▸ **YOUR INSTRUCTIONS**:
Return every line of the data below unchanged, leaving out the pictures.

# # # # #

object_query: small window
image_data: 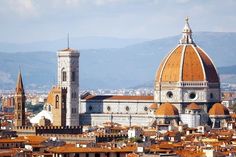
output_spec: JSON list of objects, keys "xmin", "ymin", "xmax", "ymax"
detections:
[
  {"xmin": 166, "ymin": 91, "xmax": 173, "ymax": 98},
  {"xmin": 71, "ymin": 71, "xmax": 75, "ymax": 81},
  {"xmin": 144, "ymin": 106, "xmax": 148, "ymax": 111},
  {"xmin": 89, "ymin": 106, "xmax": 93, "ymax": 111},
  {"xmin": 210, "ymin": 93, "xmax": 214, "ymax": 99},
  {"xmin": 189, "ymin": 92, "xmax": 196, "ymax": 99},
  {"xmin": 55, "ymin": 95, "xmax": 59, "ymax": 108},
  {"xmin": 48, "ymin": 105, "xmax": 51, "ymax": 111},
  {"xmin": 71, "ymin": 108, "xmax": 76, "ymax": 113},
  {"xmin": 62, "ymin": 71, "xmax": 66, "ymax": 81}
]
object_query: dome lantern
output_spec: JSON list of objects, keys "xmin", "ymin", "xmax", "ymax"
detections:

# # # # #

▸ **FULL RESPONSE**:
object_query: small window
image_data: 
output_spec: JSON list of objects, keys "xmin", "ymin", "xmax", "ymax"
detections:
[
  {"xmin": 166, "ymin": 91, "xmax": 173, "ymax": 98},
  {"xmin": 71, "ymin": 71, "xmax": 75, "ymax": 81},
  {"xmin": 144, "ymin": 106, "xmax": 148, "ymax": 111},
  {"xmin": 89, "ymin": 106, "xmax": 93, "ymax": 111},
  {"xmin": 210, "ymin": 93, "xmax": 214, "ymax": 99},
  {"xmin": 189, "ymin": 92, "xmax": 196, "ymax": 99},
  {"xmin": 55, "ymin": 95, "xmax": 59, "ymax": 108},
  {"xmin": 48, "ymin": 105, "xmax": 51, "ymax": 111},
  {"xmin": 71, "ymin": 108, "xmax": 76, "ymax": 113},
  {"xmin": 62, "ymin": 71, "xmax": 66, "ymax": 81}
]
object_query: dome lantern
output_spec: JSON list of objects, keys "xmin", "ymin", "xmax", "ymax"
detections:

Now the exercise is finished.